+++ Excerpt provided
Skip to main content

Fast and Customizable Tokenizers

Project description



Build GitHub


Tokenizers

Provides an implementation of today's most used tokenizers, with a focus on performance and versatility.

Bindings over the Rust implementation. If you are interested in the High-level design, you can go check it there.

Otherwise, let's dive in!

Main features:

  • Train new vocabularies and tokenize using 4 pre-made tokenizers (Bert WordPiece and the 3 most common BPE versions).
  • Extremely fast (both training and tokenization), thanks to the Rust implementation. Takes less than 20 seconds to tokenize a GB of text on a server's CPU.
  • Easy to use, but also extremely versatile.
  • Designed for research and production.
  • Normalization comes with alignments tracking. It's always possible to get the part of the original sentence that corresponds to a given token.
  • Does all the pre-processing: Truncate, Pad, add the special tokens your model needs.

Installation

With pip:

pip install tokenizers

From sources:

To use this method, you need to have the Rust installed:

# Install with:
curl https://sh.rustup.rs -sSf | sh -s -- -y
export PATH="$HOME/.cargo/bin:$PATH"

Once Rust is installed, you can compile doing the following

git clone https://github.com/huggingface/tokenizers
cd tokenizers/bindings/python

# Create a virtual env (you can use yours as well)
python -m venv .env
source .env/bin/activate

# Install `tokenizers` in the current virtual env
pip install setuptools_rust
python setup.py install

Using the provided Tokenizers

We provide some pre-build tokenizers to cover the most common cases. You can easily load one of these using some vocab.json and merges.txt files:

from tokenizers import CharBPETokenizer

# Initialize a tokenizer
vocab = "./path/to/vocab.json"
++++++
+++ Provided entries
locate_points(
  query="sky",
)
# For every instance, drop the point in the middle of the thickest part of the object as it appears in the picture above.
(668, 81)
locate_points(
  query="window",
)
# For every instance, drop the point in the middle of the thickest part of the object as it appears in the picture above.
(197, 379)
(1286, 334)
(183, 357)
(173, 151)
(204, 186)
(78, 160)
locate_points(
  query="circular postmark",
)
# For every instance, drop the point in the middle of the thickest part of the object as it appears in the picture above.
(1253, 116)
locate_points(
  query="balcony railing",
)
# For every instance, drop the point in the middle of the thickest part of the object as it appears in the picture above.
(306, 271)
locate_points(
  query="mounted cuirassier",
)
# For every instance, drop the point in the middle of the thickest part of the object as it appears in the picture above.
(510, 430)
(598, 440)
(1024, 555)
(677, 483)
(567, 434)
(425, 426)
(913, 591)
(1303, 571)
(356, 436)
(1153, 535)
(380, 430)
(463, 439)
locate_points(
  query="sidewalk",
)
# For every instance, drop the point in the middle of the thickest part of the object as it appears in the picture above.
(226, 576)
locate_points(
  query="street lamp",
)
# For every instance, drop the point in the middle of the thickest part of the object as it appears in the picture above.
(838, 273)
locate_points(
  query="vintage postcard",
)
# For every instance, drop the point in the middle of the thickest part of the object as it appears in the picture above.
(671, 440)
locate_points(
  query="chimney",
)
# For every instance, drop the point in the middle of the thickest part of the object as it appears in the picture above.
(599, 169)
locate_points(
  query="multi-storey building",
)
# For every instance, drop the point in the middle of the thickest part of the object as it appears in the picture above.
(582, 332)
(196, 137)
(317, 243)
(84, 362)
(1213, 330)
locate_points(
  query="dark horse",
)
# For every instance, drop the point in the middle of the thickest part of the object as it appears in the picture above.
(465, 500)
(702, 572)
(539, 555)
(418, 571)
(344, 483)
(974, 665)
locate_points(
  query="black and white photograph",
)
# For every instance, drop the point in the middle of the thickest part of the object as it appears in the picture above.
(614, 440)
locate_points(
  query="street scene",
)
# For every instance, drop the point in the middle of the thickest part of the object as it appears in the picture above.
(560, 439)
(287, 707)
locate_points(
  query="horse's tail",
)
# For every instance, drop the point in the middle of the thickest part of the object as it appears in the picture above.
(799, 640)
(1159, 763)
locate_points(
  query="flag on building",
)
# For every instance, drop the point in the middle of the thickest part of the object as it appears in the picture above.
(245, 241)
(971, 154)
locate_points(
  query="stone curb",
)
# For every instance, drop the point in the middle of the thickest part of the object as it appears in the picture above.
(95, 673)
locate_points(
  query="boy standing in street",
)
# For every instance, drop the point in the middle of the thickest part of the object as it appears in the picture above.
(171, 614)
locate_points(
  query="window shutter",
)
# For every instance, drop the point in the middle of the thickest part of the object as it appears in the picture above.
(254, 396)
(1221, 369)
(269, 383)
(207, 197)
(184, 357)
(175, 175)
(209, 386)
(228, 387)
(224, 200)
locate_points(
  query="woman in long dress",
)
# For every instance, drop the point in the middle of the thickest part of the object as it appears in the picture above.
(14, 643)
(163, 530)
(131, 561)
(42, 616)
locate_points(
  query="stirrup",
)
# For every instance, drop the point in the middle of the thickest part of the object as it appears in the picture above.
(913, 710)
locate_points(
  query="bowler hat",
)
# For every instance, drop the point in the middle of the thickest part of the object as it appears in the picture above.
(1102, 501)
++++++
## Exercises
(a) Return each row that contains the word "street".
(b) Please go on with the Tokenizers project description, starting right after its last line.
The rows and the Tokenizers project description are unrelated to each other.

## Solved problems
(a)
  query="street lamp",
  query="street scene",
  query="boy standing in street",

(b)
merges = "./path/to/merges.txt"
tokenizer = CharBPETokenizer(vocab, merges)

# And then encode:
encoded = tokenizer.encode("I can feel the magic, can you?")
print(encoded.ids)
print(encoded.tokens)

And you can train them just as simply:

from tokenizers import CharBPETokenizer

# Initialize a tokenizer
tokenizer = CharBPETokenizer()

# Then train it!
tokenizer.train([ "./path/to/files/1.txt", "./path/to/files/2.txt" ])

# Now, let's use it:
encoded = tokenizer.encode("I can feel the magic, can you?")

# And finally save it somewhere
tokenizer.save("./path/to/directory/my-bpe.tokenizer.json")

Provided Tokenizers

  • CharBPETokenizer: The original BPE
  • ByteLevelBPETokenizer: The byte level version of the BPE
  • SentencePieceBPETokenizer: A BPE implementation compatible with the one used by SentencePiece
  • BertWordPieceTokenizer: The famous Bert tokenizer, using WordPiece

All of these can be used and trained as explained above!

Build your own

Whenever these provided tokenizers don't give you enough freedom, you can build your own tokenizer, by putting all the different parts you need together. You can how we implemented the provided tokenizers and adapt them easily to your own needs.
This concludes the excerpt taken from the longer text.